Stored data entries
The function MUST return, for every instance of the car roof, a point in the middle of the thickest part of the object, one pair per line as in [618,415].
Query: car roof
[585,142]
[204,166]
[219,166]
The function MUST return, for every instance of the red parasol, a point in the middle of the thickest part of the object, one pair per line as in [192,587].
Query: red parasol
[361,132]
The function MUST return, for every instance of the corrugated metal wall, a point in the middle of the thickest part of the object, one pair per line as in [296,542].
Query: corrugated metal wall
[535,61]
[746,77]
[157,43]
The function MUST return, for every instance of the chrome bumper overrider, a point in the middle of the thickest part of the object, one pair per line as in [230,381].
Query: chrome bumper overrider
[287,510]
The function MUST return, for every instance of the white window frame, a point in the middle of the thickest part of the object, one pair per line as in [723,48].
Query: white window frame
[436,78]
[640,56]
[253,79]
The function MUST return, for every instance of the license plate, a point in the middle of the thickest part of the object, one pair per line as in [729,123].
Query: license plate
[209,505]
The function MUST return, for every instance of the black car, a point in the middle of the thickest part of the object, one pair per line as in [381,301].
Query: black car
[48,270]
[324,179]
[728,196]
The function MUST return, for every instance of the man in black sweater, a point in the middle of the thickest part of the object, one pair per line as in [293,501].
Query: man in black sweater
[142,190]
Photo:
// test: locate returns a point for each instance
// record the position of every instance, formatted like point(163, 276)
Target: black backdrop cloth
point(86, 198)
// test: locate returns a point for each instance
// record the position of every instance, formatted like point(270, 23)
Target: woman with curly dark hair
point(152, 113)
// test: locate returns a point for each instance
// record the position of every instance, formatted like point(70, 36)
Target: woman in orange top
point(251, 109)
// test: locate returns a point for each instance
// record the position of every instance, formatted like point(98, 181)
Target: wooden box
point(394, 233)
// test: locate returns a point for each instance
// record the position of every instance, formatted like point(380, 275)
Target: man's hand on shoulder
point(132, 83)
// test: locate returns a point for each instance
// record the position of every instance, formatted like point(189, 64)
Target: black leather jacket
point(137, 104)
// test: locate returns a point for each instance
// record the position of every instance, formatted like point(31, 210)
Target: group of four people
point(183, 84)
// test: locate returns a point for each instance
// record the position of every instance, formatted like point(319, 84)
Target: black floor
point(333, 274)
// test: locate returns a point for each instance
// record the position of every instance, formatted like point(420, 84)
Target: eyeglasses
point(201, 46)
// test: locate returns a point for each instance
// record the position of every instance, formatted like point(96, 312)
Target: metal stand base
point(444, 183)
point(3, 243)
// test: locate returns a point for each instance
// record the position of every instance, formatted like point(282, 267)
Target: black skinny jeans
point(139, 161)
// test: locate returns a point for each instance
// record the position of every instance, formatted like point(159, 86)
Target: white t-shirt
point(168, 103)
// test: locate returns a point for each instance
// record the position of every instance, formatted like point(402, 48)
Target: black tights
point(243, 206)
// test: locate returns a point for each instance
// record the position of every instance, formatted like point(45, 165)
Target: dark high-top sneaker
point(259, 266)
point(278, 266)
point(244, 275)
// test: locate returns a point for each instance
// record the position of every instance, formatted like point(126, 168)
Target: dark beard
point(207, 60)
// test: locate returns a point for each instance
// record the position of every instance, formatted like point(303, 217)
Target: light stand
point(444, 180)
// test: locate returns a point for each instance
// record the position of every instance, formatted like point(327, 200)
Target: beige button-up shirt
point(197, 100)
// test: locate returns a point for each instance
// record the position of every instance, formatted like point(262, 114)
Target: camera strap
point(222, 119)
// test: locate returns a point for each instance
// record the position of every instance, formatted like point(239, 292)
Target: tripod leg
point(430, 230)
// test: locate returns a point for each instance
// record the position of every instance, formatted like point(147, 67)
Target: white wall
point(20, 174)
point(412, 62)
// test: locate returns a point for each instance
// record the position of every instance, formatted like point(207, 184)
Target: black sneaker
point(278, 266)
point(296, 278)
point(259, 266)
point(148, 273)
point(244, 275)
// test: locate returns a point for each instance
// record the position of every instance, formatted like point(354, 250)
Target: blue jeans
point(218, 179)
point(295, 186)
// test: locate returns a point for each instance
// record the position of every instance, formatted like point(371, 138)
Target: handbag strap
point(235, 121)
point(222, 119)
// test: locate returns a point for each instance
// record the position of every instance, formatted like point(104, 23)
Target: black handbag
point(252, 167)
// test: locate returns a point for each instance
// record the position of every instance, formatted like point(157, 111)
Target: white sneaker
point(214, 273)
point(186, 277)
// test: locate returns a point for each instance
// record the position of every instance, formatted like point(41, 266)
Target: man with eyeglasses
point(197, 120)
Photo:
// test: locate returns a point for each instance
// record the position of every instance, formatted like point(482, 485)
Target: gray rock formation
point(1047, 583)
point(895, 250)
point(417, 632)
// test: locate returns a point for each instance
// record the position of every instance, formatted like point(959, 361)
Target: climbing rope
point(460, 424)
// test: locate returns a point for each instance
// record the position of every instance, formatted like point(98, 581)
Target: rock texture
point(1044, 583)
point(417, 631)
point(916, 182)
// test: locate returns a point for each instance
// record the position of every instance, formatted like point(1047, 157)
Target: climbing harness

=== Aim of the exercise ===
With nothing added or dropped, write out every entry.

=== Written reply ===
The function MUST return, for every instance of the car roof, a point in the middle of the thickest part of the object, one pair per line as in [618,415].
Query: car roof
[585,142]
[204,166]
[219,166]
The function MUST return, for every instance of the red parasol, a point in the middle of the thickest part of the object, one pair per line as in [192,587].
Query: red parasol
[361,132]
The function MUST return, for every instance of the corrugated metal wall, a point in the middle of the thickest part of the object, one pair per line as in [296,542].
Query: corrugated metal wall
[535,61]
[746,77]
[157,43]
The function MUST return, for every instance of the chrome bumper overrider, a point in the middle of the thickest part of the object, one pair per line as in [230,381].
Query: chrome bumper overrider
[287,510]
The function MUST return, for every instance of the white window frame, a point in the middle of the thickest part of the object, one pair per line as in [723,48].
Query: white window frame
[436,78]
[640,56]
[253,79]
The function MUST return, for every instance of the license plate, a point in the middle of the thickest part of the object, one pair per line as in [729,123].
Query: license plate
[209,505]
The function MUST return, for every instance of the black car, a point in the middle of the thickest part of the object, one pair per line as in [381,301].
Query: black car
[48,270]
[324,179]
[728,196]
The function MUST return, for every instance of the man in black sweater, a point in the middle of the thickest part of the object, one pair per line as in [293,501].
Query: man in black sweater
[142,190]
Photo:
// test: locate returns a point for each instance
// record the position of every instance, formatted like point(163, 276)
Target: black backdrop cloth
point(86, 198)
// test: locate returns a point for each instance
// record the position of every instance, formatted like point(270, 23)
Target: woman with curly dark hair
point(152, 113)
// test: locate returns a point for each instance
// record the position of every instance, formatted like point(70, 36)
Target: woman in orange top
point(251, 109)
// test: locate returns a point for each instance
// record the position of every instance, formatted like point(98, 181)
Target: wooden box
point(394, 233)
// test: locate returns a point for each instance
// record the position of every instance, formatted like point(380, 275)
Target: man's hand on shoulder
point(132, 83)
// test: locate returns a point for each instance
// record the position of every instance, formatted like point(189, 64)
Target: black leather jacket
point(137, 104)
// test: locate returns a point for each instance
// record the position of every instance, formatted like point(31, 210)
Target: group of four people
point(183, 84)
// test: locate returns a point for each instance
// record the position of every instance, formatted like point(319, 84)
Target: black floor
point(333, 274)
// test: locate returns a point for each instance
// record the position of every instance, formatted like point(420, 84)
Target: eyeglasses
point(201, 46)
// test: locate returns a point for each instance
// record the position of every instance, formatted like point(96, 312)
Target: metal stand base
point(444, 183)
point(3, 243)
// test: locate returns a point for each instance
// record the position of every instance, formatted like point(282, 267)
Target: black skinny jeans
point(139, 161)
// test: locate returns a point for each instance
// record the position of every instance, formatted like point(159, 86)
Target: white t-shirt
point(168, 103)
// test: locate returns a point for each instance
// record the position of every instance, formatted like point(402, 48)
Target: black tights
point(243, 206)
// test: locate returns a point for each instance
// record the position of every instance, formatted like point(45, 165)
Target: dark high-top sneaker
point(259, 266)
point(278, 266)
point(244, 275)
// test: locate returns a point for each instance
// record the position of every instance, formatted like point(126, 168)
Target: dark beard
point(207, 60)
// test: locate returns a point for each instance
// record the position of every instance, formatted like point(303, 217)
Target: light stand
point(444, 180)
// test: locate returns a point for each instance
// record the position of every instance, formatted like point(327, 200)
Target: beige button-up shirt
point(197, 100)
// test: locate returns a point for each instance
// record the position of every instance, formatted like point(262, 114)
Target: camera strap
point(222, 119)
// test: locate returns a point for each instance
// record the position of every instance, formatted like point(239, 292)
Target: tripod leg
point(430, 230)
// test: locate returns a point for each instance
// record the position of every instance, formatted like point(147, 67)
Target: white wall
point(20, 174)
point(412, 62)
// test: locate returns a point for each instance
// record the position of every instance, formatted like point(207, 184)
Target: black sneaker
point(278, 266)
point(296, 278)
point(259, 266)
point(148, 273)
point(244, 275)
// test: locate returns a point for each instance
// record the position of every instance, formatted like point(354, 250)
Target: blue jeans
point(218, 179)
point(295, 186)
// test: locate returns a point for each instance
// record the position of every instance, formatted like point(371, 138)
Target: handbag strap
point(235, 121)
point(222, 119)
// test: locate returns a point for each instance
// record the position of every instance, formatted like point(104, 23)
Target: black handbag
point(252, 167)
// test: locate returns a point for each instance
// record the position of every instance, formatted like point(157, 111)
Target: white sneaker
point(214, 273)
point(186, 277)
// test: locate returns a point for each instance
// record the position of every instance, formatted like point(41, 266)
Target: man with eyeglasses
point(197, 120)
Photo:
// test: locate returns a point for each instance
// record the position of every instance, formatted like point(482, 485)
Target: gray rock formation
point(1047, 583)
point(895, 250)
point(417, 632)
// test: locate returns a point for each instance
// record the position of every instance, formatted like point(959, 361)
Target: climbing rope
point(460, 424)
// test: locate returns a point for each instance
// record the position of every instance, formatted like point(98, 581)
Target: rock texture
point(1044, 583)
point(417, 631)
point(916, 182)
// test: locate returns a point for each instance
// record the position of every instance, formatted like point(1047, 157)
Target: climbing harness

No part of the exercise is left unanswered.